▸ Tasks to complete:
**1.** In the passage on the Message fork's linkage, who designed the contoured axle path?
**2.** Extend the passage on the Message fork's linkage by writing what comes after its final sentence.

Another unique characteristic which makes the Message unlike anything else on the market (and arguably better) is its penchant for impact absorption. The linkage frees the fork from the conventional, straight up and down axle path that’s inherently relegated to moving parallel to the head angle. As mentioned prior, that allowed designer Dave Weagle to finely tune a contoured axle path that allows the wheel to move back slightly, and away from impacts as it moves up through the travel. We’re talking about a few millimeters, but on trail that equates to remarkable prowess in carrying speed over harsh impacts, particularly in succession. There’s even more to the picture when you consider that the linkage also allowed Weagle to tune the suspension on a curve, much like the rear suspension kinematic layouts which the best brands in the world contract him to map out.

The last two factors which are improved on by utilizing this well designed linkage are brake dive and pedal bob. These obstacles were initially less of a priority on the list things that Trust initially sought to remedy, but implementing a linkage paved the way for mitigated influence by these less than ideal setbacks that are just part and parcel to a telescoping fork. Alright, now let’s see how all of this stacked up on trail.

▸ Stored records:
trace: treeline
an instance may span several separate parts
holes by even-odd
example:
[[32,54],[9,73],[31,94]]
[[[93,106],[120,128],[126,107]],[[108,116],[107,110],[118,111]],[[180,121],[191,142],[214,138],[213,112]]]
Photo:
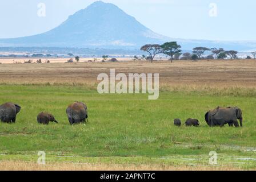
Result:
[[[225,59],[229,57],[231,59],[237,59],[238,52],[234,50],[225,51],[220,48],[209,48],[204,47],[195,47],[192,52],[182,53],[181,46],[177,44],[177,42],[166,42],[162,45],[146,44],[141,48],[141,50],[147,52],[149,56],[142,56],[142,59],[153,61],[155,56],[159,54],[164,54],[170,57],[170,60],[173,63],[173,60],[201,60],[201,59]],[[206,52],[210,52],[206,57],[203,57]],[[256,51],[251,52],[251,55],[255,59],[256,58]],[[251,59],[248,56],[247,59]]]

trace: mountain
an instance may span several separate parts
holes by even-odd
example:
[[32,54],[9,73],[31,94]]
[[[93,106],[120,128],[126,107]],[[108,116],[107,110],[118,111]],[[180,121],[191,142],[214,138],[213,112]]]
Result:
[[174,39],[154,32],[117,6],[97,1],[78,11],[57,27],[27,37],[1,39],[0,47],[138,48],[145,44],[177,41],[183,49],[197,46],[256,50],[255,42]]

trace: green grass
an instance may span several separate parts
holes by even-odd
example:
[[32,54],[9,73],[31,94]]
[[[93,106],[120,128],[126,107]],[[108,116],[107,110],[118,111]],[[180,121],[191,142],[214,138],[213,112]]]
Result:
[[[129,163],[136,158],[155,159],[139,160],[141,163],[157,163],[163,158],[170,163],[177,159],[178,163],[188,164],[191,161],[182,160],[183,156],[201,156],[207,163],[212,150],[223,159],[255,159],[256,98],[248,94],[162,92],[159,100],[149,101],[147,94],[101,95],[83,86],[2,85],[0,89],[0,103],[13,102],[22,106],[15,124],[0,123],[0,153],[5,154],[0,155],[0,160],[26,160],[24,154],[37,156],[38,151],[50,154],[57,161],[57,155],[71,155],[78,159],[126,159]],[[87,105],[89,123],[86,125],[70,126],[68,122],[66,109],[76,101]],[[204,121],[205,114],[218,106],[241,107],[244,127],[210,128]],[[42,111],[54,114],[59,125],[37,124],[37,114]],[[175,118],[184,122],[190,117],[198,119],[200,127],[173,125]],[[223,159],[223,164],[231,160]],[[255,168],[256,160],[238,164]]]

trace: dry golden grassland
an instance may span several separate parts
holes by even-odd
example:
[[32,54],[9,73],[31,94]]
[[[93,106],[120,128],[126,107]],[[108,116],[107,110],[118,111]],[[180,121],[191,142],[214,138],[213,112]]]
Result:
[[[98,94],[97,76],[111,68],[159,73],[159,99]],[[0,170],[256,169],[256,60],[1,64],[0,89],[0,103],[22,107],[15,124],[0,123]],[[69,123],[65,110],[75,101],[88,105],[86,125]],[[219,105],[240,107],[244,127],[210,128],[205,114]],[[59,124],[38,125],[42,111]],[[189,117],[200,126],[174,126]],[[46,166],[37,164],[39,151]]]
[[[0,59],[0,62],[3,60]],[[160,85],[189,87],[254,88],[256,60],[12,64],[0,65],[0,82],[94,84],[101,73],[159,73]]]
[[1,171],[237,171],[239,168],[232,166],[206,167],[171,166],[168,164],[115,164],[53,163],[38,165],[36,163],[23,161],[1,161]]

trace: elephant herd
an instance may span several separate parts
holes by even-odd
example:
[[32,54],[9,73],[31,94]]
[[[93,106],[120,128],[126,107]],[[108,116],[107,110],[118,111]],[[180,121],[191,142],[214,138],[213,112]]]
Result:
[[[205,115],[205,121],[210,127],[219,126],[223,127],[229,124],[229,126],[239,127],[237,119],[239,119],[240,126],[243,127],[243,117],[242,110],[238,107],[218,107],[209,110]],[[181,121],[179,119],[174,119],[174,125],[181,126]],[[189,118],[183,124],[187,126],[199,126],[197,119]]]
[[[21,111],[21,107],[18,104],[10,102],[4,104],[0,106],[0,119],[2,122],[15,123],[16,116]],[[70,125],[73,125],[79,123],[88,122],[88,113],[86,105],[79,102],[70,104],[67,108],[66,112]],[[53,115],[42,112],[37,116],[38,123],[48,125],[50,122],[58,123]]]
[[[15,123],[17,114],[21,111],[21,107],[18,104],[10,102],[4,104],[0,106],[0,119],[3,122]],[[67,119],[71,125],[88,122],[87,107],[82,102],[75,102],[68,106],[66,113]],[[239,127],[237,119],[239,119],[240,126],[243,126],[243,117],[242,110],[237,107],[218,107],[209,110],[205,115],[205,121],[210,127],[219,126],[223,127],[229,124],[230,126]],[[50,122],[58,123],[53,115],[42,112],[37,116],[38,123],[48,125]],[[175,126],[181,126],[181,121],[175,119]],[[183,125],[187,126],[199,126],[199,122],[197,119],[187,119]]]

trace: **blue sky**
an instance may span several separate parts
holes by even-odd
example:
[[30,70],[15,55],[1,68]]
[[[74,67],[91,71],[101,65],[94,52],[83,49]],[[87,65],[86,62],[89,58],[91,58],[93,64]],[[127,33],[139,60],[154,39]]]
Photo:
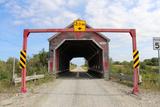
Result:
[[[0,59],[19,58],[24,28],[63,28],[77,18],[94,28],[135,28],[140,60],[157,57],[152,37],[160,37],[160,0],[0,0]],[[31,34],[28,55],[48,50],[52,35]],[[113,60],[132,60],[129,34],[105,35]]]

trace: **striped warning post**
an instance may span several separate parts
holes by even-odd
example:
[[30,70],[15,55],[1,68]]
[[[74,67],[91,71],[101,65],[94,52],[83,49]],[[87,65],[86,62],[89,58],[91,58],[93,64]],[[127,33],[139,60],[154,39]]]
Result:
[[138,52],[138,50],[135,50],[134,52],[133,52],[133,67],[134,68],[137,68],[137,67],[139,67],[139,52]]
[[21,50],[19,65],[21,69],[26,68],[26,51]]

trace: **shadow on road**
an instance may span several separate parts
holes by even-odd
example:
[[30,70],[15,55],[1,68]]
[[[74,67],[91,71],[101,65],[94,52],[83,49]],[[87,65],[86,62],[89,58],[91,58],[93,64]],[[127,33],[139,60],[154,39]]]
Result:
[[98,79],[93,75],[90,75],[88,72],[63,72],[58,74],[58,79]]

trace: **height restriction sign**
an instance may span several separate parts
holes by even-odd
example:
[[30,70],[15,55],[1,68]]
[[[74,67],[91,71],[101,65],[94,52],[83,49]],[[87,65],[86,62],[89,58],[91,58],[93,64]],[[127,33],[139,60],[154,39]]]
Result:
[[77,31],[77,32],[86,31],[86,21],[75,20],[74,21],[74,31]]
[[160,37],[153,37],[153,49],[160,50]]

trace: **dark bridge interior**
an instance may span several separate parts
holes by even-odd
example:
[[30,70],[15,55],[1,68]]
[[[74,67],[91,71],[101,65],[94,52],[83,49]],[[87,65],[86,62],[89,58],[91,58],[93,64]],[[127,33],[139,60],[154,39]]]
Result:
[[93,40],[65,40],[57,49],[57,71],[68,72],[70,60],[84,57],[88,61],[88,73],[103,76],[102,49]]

▸ Results for the exercise:
**1.** Dave Weagle.

**2.**
On the trail

Getting down to brass tacks, the Message was like nothing I’ve ridden. First – the stiffness and handling blows every telescoping fork away, it isn’t even up for debate. The parts of trails where compliance and steering precision are most critical is the corners – particularly those littered with jarring impacts like roots, rocks, and braking bumps. This is where the fork shines brightest. The ultra rigid chassis results in steering that’s best described as clairvoyant – before you even think it, it has already done it.

The Message strongly resists diving, particularly from mass transfer, i.e. weighting the front end, and thus it rides high and saves precious travel for the impacts mid-corner. The most surreal takeaway feeling was how unfazed the fork was by bumps and chatter deep in the turns. As the old adage goes “races are won and lost in the corners” and that is precisely where you really feel the advantages of the contoured axle path. You know those violent, unavoidable, wrist jarring, braking bumps which you dread because they just kill your speed? On the Message, they all but vanish beneath you, incredibly. It’s something that you need to feel for yourself to believe, hence the name “Trust”.

There were two interesting side effects of the Message’s cornering behavior. First, since I no longer felt the diving that I innately anticipate in turns, I ended up running my handlebar height 5-10mm lower than usual. Second, I had to re-think my approach in how I cornered. Typically as I enter a turn, I’m looking for an apex to punch toward and bear down into. As the front end didn’t dive, I found myself not having to muscle the bike as much as I no longer calculated wallowing into the equation. Rather, I went into turns off the brakes, trusting that I could ride lighter and more relaxed…Which saves energy.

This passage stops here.